PROBLEM STATEMENT: Go through the entries below and work out how many lines include "tree". Answer with the number only.

Stored data entries
╔══

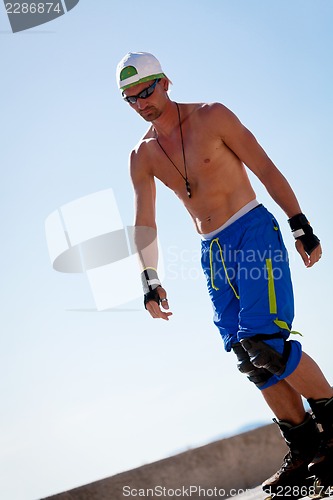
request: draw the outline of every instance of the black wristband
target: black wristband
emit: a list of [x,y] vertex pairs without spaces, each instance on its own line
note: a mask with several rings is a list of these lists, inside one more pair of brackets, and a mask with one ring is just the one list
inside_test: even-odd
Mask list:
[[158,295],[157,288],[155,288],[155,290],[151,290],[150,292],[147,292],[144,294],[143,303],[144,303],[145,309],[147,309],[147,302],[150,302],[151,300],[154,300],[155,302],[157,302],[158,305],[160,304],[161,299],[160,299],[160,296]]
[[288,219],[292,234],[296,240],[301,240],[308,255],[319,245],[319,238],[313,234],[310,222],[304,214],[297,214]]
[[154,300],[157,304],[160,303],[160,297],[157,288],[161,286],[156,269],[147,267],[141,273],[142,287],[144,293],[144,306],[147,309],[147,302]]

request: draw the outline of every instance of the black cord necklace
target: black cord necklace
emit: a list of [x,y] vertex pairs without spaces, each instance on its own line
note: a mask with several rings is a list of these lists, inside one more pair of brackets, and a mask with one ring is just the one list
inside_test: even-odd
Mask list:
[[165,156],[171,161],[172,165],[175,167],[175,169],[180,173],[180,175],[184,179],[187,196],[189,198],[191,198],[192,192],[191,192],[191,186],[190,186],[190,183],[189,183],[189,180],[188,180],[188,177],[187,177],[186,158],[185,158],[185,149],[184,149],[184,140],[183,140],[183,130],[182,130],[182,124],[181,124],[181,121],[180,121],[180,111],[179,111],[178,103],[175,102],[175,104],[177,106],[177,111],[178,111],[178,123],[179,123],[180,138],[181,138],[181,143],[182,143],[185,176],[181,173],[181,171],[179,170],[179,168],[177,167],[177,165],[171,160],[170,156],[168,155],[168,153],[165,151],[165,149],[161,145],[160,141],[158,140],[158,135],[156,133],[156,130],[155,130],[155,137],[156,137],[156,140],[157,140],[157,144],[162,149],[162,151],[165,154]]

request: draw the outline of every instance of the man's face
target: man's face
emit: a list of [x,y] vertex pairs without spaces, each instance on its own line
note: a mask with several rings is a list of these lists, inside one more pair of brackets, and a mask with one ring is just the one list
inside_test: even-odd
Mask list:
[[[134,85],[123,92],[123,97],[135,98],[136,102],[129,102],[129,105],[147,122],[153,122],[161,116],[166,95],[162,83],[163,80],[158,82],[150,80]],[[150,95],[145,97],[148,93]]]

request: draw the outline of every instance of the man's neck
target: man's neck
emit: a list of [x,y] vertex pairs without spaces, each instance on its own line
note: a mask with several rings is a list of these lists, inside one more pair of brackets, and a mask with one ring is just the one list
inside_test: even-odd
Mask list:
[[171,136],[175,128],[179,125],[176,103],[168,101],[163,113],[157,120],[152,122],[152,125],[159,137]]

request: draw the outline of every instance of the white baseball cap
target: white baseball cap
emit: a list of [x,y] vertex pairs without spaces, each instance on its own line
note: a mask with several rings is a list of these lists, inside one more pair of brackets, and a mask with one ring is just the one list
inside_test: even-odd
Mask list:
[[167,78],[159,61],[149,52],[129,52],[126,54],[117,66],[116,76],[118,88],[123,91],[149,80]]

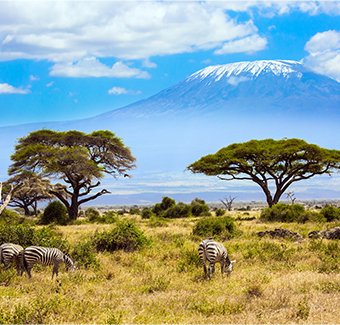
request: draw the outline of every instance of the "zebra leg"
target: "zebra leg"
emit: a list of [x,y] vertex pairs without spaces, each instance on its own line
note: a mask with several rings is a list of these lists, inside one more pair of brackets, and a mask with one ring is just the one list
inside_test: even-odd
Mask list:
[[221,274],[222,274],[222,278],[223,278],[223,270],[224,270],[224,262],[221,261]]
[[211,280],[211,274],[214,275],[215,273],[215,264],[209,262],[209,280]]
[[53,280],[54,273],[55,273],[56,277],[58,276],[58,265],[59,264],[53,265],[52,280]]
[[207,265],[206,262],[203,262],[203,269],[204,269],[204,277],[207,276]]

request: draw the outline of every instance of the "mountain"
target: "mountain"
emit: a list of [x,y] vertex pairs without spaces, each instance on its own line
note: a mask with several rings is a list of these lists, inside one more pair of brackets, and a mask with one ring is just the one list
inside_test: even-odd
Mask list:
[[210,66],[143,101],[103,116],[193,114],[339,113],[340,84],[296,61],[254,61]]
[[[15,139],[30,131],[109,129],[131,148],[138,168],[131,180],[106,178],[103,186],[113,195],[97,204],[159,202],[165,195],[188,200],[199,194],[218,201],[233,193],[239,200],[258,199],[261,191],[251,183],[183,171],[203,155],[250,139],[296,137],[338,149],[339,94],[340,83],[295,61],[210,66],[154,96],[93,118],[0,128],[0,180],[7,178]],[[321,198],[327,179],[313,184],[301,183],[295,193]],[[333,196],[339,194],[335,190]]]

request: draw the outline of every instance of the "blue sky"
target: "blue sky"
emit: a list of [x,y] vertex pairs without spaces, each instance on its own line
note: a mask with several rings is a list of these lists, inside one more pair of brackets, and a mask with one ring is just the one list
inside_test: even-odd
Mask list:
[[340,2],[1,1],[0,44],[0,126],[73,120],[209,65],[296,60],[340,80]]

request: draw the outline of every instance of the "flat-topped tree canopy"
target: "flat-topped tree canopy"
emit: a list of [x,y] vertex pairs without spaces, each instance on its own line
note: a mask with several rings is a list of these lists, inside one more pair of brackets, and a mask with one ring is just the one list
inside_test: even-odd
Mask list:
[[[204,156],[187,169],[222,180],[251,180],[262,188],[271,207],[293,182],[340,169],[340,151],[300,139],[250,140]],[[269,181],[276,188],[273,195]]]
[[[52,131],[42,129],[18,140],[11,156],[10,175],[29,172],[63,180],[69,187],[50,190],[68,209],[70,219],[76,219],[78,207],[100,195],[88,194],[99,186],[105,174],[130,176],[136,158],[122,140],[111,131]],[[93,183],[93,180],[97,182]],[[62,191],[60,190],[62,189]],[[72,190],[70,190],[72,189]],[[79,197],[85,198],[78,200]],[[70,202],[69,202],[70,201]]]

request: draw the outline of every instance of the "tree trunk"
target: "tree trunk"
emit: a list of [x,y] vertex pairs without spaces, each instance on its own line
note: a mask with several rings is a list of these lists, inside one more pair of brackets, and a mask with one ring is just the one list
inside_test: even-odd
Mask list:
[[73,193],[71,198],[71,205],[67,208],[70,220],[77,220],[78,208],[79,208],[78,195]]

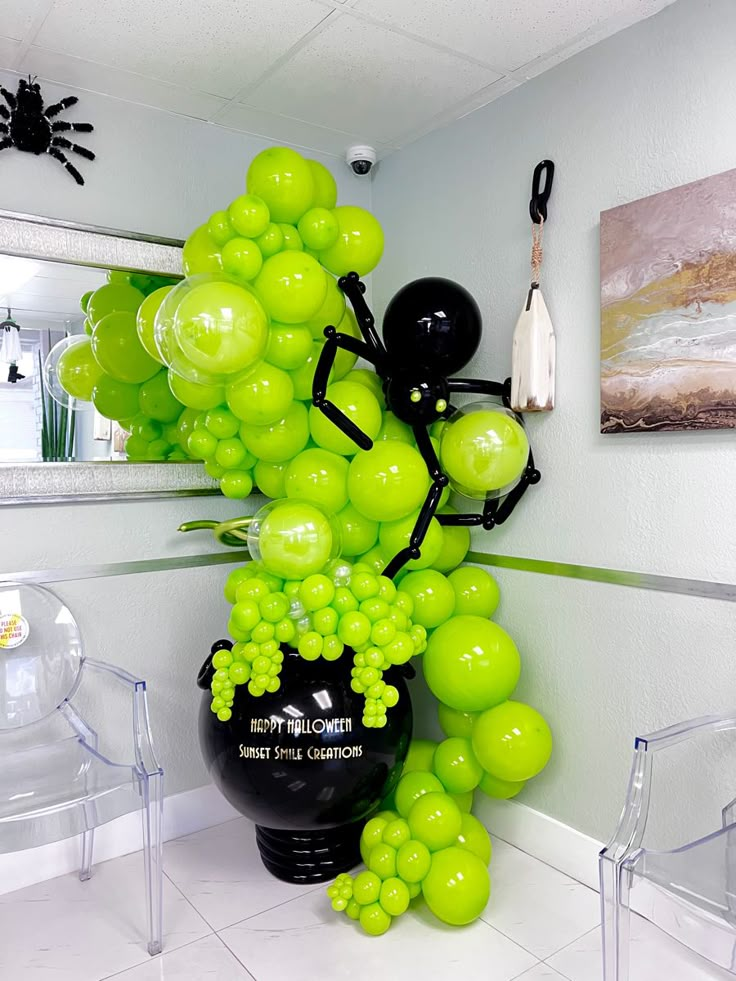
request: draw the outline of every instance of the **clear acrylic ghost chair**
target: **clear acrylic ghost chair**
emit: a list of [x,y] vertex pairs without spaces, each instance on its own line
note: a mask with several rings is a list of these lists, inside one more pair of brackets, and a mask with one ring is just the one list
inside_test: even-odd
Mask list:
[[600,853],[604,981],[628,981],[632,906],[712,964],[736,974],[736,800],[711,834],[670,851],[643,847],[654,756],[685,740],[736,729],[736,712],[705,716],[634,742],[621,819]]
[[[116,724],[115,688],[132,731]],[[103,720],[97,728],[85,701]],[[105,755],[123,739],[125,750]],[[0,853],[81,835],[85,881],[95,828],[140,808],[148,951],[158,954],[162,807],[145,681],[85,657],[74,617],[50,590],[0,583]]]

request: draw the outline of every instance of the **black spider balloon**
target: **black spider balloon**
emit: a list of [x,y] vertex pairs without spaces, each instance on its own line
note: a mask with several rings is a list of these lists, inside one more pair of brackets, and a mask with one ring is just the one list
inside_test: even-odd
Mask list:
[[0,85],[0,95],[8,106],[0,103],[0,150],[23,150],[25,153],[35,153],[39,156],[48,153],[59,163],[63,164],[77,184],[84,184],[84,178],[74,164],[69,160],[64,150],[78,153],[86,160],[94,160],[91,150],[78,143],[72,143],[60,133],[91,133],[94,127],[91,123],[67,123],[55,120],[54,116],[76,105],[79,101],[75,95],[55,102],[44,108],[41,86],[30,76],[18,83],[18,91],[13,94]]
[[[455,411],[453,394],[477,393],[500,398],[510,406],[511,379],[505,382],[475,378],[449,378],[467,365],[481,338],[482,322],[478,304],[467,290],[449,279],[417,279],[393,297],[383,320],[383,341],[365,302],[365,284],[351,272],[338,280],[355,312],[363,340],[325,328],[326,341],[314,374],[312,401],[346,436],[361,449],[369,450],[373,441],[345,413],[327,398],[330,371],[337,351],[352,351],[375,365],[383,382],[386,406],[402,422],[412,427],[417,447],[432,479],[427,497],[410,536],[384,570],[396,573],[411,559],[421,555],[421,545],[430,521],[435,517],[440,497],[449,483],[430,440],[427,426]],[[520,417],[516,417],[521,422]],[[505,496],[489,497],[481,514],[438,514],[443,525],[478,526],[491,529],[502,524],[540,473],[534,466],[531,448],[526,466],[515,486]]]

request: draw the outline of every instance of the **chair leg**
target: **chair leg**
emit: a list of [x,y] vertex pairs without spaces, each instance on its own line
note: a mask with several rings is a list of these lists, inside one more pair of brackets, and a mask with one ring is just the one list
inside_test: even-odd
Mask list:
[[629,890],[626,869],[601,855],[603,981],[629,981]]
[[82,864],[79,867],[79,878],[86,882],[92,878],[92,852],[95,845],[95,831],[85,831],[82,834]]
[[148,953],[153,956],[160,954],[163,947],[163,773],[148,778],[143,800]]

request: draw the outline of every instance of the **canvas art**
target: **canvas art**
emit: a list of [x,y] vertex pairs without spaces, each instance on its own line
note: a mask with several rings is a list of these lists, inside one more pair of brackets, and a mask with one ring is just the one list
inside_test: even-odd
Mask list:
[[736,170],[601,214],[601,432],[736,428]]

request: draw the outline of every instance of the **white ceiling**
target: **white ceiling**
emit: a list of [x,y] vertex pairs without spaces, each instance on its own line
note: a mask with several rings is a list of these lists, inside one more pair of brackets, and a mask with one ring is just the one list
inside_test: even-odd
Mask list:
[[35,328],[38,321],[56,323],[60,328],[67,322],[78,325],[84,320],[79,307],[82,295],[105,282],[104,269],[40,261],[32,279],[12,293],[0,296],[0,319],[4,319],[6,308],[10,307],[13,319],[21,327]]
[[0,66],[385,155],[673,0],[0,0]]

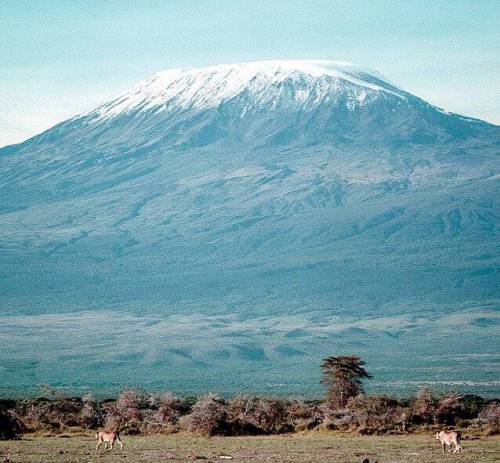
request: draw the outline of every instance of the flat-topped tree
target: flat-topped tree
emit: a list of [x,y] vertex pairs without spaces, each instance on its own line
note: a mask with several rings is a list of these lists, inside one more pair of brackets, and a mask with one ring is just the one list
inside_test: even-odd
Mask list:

╚══

EXERCISE SOLUTION: 6